(Data records)
^^^^^^^^
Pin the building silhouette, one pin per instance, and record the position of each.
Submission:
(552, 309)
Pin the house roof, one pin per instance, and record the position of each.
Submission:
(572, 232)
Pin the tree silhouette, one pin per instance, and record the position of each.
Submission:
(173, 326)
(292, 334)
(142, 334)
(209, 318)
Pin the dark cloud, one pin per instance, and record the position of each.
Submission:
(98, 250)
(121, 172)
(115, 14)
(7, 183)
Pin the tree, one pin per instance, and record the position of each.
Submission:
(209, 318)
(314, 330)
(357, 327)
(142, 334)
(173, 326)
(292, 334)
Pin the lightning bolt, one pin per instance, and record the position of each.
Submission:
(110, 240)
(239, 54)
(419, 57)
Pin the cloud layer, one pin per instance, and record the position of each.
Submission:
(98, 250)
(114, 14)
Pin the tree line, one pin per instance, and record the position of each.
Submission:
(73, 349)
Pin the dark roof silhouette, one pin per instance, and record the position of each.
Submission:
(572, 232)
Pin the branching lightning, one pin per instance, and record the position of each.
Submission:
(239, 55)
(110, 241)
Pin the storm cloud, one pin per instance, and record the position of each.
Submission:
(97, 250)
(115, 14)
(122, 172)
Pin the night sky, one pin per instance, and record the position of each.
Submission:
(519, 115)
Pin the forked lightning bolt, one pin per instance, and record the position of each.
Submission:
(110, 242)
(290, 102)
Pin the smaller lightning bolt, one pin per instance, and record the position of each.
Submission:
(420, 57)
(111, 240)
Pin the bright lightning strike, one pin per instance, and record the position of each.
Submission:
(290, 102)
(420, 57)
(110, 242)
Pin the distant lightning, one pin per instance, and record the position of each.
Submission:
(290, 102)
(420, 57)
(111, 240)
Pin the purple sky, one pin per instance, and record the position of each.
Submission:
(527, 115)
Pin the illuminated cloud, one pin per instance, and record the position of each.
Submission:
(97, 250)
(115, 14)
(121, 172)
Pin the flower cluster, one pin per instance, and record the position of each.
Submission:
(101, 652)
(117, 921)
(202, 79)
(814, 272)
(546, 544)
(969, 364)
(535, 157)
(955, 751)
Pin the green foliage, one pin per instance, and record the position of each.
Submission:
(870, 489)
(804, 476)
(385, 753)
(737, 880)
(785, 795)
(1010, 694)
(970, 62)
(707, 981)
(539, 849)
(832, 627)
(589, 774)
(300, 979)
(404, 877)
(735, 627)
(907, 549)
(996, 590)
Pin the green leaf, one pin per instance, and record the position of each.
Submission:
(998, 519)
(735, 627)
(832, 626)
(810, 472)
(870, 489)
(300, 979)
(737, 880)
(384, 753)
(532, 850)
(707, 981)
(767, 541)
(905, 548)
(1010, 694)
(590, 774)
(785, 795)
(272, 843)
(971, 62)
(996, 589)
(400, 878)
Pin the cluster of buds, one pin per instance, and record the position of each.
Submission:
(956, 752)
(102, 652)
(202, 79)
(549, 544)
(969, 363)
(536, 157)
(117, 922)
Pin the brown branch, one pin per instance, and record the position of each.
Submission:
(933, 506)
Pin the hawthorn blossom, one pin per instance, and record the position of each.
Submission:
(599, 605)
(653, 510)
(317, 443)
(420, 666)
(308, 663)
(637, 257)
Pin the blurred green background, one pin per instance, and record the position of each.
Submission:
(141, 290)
^^^^^^^^
• _Task item_:
Pull every line containing the word "bolt" out of the entries above.

• _Response below_:
Pin the lightning bolt, one pin per instance, and record the position of each.
Pin the forked lightning bolt, one pin per instance, and record the position of each.
Pin the smaller lightning bolt, one pin per instance, and record the position of each.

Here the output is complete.